### [Work to do]
How many of the lines below contain the string "mirror"? Reply with the number alone.

========

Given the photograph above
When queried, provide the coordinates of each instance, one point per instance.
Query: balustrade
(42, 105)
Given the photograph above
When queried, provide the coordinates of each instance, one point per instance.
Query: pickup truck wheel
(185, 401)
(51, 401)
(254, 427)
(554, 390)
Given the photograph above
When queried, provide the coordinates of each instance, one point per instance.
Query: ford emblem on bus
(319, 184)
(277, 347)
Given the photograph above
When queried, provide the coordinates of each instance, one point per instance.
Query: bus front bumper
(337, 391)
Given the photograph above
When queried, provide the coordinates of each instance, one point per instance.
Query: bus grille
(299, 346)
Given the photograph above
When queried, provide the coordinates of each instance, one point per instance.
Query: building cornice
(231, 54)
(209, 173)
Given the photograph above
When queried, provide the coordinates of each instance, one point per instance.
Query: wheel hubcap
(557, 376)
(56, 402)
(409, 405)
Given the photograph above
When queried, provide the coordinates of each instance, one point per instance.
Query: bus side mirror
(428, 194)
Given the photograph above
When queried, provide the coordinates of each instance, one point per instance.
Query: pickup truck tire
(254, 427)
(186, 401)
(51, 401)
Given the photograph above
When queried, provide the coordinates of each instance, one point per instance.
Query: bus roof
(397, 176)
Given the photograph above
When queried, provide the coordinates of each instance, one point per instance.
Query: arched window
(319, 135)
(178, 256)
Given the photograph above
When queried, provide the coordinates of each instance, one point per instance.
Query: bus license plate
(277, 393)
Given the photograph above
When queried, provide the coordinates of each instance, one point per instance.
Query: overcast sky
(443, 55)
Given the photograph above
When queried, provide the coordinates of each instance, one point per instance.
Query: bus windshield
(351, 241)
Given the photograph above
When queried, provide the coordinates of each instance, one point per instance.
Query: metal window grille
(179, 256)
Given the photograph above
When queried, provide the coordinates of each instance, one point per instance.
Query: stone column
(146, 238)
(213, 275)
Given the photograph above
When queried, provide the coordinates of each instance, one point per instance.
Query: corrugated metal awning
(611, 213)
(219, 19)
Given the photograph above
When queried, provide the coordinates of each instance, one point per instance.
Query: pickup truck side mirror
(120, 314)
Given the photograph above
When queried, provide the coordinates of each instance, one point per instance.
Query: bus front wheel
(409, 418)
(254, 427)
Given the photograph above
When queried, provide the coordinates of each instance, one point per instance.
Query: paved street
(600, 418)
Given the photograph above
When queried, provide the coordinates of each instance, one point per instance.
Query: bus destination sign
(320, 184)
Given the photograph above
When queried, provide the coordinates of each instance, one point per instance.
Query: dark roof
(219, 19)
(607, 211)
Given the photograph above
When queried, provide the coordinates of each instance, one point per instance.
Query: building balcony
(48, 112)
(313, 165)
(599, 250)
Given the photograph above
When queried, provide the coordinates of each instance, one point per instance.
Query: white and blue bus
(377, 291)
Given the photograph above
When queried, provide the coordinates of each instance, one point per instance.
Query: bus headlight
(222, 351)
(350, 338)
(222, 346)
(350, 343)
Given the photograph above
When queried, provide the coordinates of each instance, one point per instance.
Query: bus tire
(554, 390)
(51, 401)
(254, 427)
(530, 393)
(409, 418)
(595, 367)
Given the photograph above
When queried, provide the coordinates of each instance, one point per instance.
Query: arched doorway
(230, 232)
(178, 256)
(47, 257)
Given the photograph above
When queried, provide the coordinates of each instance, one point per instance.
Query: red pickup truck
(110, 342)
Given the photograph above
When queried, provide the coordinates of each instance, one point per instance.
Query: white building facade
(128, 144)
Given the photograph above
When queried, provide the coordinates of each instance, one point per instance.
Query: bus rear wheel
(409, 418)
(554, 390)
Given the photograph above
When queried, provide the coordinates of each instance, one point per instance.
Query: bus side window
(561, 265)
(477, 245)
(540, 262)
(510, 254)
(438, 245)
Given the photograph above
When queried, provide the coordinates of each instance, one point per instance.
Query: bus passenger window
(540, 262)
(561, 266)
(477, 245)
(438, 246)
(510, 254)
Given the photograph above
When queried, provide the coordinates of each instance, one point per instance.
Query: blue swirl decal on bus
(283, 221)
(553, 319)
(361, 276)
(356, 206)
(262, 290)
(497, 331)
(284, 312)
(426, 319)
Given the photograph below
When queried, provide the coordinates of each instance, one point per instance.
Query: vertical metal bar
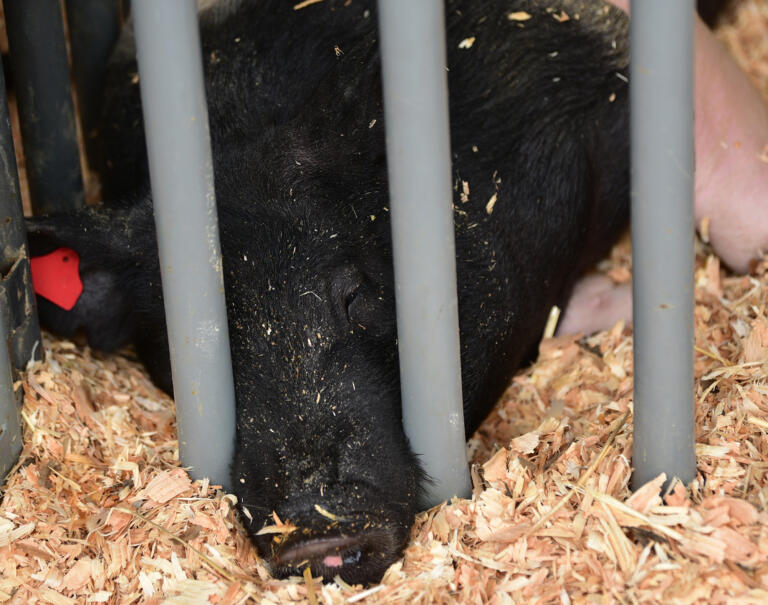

========

### [Result for this exercise]
2